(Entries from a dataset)

╔══

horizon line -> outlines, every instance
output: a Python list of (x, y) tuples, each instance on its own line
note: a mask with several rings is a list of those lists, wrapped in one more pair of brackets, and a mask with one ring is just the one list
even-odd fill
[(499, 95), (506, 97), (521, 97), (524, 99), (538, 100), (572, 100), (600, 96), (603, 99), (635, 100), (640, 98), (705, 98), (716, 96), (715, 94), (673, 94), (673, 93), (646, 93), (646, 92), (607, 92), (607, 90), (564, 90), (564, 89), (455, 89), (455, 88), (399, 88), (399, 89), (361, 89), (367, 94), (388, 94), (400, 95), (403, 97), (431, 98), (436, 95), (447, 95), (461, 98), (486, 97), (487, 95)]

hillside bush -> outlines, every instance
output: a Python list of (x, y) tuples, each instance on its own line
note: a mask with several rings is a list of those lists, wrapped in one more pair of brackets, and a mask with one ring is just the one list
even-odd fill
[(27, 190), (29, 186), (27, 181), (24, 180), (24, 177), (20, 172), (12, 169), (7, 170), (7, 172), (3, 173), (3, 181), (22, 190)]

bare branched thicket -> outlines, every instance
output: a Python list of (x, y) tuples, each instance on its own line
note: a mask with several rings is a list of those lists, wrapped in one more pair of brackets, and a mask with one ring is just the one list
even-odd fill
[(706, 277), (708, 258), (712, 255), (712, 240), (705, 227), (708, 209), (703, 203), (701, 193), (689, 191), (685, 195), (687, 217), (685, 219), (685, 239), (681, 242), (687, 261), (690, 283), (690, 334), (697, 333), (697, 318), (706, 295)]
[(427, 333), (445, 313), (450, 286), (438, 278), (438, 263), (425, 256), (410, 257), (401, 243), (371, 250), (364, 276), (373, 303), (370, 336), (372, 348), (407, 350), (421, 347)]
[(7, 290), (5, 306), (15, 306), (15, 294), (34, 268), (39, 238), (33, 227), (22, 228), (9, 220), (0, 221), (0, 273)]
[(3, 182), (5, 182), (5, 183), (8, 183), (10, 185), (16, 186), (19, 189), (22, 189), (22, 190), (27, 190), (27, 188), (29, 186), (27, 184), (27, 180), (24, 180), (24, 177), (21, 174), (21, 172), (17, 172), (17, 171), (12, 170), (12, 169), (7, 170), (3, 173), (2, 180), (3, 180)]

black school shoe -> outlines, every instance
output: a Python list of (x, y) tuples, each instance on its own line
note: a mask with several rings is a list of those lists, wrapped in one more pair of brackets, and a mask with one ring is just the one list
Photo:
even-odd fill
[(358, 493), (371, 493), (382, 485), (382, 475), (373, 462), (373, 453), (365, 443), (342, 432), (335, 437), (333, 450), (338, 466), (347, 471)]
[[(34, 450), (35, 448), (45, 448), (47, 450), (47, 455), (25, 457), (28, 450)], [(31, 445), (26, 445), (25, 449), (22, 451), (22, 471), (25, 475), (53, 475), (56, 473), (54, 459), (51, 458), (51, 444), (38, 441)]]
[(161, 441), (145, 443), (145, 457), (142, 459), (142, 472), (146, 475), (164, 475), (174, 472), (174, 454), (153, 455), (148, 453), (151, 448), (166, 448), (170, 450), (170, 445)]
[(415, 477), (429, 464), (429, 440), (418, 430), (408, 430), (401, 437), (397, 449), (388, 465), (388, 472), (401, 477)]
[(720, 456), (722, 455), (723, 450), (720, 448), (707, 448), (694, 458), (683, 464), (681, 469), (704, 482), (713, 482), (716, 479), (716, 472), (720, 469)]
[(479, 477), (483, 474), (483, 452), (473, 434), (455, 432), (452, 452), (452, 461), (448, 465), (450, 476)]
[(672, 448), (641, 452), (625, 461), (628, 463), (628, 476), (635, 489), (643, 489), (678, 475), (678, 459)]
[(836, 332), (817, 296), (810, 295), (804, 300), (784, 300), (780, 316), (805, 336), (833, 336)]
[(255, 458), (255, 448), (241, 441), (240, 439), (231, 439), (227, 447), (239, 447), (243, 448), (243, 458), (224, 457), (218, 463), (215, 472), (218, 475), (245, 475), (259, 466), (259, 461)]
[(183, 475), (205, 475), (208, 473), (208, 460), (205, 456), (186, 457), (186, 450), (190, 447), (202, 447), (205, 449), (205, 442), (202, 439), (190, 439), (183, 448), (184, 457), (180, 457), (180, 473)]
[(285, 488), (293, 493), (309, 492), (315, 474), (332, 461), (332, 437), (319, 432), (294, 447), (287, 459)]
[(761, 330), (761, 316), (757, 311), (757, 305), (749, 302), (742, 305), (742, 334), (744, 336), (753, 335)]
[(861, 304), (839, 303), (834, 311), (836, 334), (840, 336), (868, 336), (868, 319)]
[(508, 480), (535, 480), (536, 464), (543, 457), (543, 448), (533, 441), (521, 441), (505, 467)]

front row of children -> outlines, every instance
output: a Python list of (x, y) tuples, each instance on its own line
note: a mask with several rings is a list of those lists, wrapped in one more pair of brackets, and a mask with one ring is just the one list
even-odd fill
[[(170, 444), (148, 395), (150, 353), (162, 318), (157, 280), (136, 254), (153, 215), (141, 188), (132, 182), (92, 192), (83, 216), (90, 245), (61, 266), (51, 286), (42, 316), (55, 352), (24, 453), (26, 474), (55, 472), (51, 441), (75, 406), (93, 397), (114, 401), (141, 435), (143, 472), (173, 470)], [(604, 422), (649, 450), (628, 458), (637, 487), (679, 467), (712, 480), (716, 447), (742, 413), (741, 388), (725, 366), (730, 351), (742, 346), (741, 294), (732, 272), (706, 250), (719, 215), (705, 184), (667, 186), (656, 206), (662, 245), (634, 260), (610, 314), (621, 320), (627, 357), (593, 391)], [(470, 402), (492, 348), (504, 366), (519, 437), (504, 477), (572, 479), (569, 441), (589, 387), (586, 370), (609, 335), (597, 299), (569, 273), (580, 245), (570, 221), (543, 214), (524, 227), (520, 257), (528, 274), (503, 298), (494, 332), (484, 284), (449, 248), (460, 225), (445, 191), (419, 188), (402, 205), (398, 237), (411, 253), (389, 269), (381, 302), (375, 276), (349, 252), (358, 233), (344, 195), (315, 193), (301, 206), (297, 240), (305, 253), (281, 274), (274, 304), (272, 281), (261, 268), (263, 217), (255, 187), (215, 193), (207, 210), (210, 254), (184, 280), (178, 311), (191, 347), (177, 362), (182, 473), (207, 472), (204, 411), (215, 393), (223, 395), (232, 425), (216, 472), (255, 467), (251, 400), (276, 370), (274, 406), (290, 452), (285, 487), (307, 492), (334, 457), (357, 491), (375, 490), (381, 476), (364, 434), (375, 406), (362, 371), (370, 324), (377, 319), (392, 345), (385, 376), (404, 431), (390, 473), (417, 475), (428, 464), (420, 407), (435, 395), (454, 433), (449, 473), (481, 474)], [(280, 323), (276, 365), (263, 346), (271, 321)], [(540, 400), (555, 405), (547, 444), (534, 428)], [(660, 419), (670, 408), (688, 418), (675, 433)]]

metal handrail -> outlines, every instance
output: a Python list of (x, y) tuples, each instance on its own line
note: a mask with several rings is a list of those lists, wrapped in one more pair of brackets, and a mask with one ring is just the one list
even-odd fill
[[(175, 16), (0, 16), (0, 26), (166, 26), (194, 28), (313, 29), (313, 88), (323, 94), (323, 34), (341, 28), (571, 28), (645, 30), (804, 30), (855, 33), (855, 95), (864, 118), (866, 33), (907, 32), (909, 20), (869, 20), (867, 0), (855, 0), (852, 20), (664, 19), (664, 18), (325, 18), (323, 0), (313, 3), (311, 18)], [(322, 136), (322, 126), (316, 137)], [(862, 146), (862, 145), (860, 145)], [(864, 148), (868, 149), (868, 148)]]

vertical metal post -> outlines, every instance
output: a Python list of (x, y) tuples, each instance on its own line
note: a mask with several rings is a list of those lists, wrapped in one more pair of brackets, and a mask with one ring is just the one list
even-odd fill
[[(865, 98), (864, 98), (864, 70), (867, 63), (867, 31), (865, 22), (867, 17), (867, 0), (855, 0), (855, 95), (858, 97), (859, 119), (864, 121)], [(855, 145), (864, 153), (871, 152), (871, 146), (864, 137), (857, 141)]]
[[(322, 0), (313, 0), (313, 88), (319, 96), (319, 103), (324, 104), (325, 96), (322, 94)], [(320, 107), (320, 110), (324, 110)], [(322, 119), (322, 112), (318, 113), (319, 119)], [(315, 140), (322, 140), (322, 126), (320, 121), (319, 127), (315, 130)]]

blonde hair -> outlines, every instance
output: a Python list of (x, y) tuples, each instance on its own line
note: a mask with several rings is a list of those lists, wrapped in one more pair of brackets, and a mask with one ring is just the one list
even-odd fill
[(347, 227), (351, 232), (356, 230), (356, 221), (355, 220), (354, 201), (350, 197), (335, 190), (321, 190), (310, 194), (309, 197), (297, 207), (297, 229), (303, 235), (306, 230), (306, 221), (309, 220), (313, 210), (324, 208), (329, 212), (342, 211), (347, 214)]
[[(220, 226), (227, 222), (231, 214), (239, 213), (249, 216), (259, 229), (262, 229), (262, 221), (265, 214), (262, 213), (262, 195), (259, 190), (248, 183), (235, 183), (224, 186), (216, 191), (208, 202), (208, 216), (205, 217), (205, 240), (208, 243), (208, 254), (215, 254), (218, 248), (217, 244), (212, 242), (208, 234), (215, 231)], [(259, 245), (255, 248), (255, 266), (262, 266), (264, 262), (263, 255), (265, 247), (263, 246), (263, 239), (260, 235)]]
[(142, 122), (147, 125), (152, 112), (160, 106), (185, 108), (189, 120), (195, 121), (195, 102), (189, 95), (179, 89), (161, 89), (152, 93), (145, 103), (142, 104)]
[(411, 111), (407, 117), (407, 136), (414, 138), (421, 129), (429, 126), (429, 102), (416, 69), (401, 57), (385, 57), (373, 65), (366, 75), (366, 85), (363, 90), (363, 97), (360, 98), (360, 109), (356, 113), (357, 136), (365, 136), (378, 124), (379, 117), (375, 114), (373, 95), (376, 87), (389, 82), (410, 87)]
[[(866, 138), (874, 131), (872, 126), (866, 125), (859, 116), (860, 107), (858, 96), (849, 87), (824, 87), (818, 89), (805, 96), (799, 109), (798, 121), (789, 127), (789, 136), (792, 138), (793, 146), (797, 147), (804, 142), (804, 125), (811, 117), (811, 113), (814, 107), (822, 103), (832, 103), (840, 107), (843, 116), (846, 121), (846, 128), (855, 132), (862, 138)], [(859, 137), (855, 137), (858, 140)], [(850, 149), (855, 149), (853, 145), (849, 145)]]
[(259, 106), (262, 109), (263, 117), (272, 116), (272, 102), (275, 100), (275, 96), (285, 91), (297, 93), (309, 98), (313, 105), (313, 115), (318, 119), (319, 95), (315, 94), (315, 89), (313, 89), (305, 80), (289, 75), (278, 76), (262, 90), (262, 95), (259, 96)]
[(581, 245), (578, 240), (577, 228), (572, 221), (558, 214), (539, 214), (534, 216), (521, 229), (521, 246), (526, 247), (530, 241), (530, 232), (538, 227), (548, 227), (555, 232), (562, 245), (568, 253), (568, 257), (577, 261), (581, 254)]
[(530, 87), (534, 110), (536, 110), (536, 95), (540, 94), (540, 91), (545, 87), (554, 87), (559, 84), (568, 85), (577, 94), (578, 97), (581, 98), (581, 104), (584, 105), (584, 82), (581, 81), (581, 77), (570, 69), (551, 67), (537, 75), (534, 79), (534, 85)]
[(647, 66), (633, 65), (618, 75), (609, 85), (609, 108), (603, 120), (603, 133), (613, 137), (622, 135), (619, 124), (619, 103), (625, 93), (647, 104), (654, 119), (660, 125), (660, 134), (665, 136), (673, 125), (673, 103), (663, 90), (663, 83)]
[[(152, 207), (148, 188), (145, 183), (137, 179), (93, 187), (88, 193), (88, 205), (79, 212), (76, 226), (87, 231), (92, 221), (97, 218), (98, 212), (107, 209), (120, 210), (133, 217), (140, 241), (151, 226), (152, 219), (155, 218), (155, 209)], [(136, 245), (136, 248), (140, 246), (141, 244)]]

╚══

_SHORT EXERCISE:_ Can you reproduce, character for character, the part of the entries above that opens with the line containing "bare branched thicket" and closes with the line containing "180), (3, 180)]", including both of those lines?

_WRITTEN RESPONSE:_
bare branched thicket -> outlines, every instance
output: a Python list of (x, y) tuples, each instance on its own line
note: a mask with several rings is a list of those lists, wrapped in one more pair of brackets, and a mask with one ring is just the one list
even-odd fill
[(706, 277), (708, 258), (712, 255), (712, 240), (705, 227), (708, 209), (703, 203), (701, 193), (689, 191), (685, 195), (687, 217), (685, 219), (685, 239), (681, 242), (687, 261), (690, 283), (690, 334), (697, 333), (697, 318), (706, 295)]
[(427, 333), (445, 313), (450, 286), (438, 278), (438, 263), (425, 256), (410, 257), (401, 243), (371, 250), (364, 276), (373, 303), (370, 336), (372, 348), (407, 350), (421, 347)]
[(7, 290), (5, 306), (15, 306), (15, 294), (34, 268), (39, 238), (33, 227), (22, 228), (9, 220), (0, 221), (0, 273)]
[(3, 182), (5, 182), (5, 183), (8, 183), (10, 185), (16, 186), (19, 189), (22, 189), (22, 190), (27, 190), (27, 188), (29, 186), (27, 184), (27, 180), (24, 180), (24, 177), (21, 174), (21, 172), (17, 172), (17, 171), (12, 170), (12, 169), (7, 170), (3, 173), (2, 180), (3, 180)]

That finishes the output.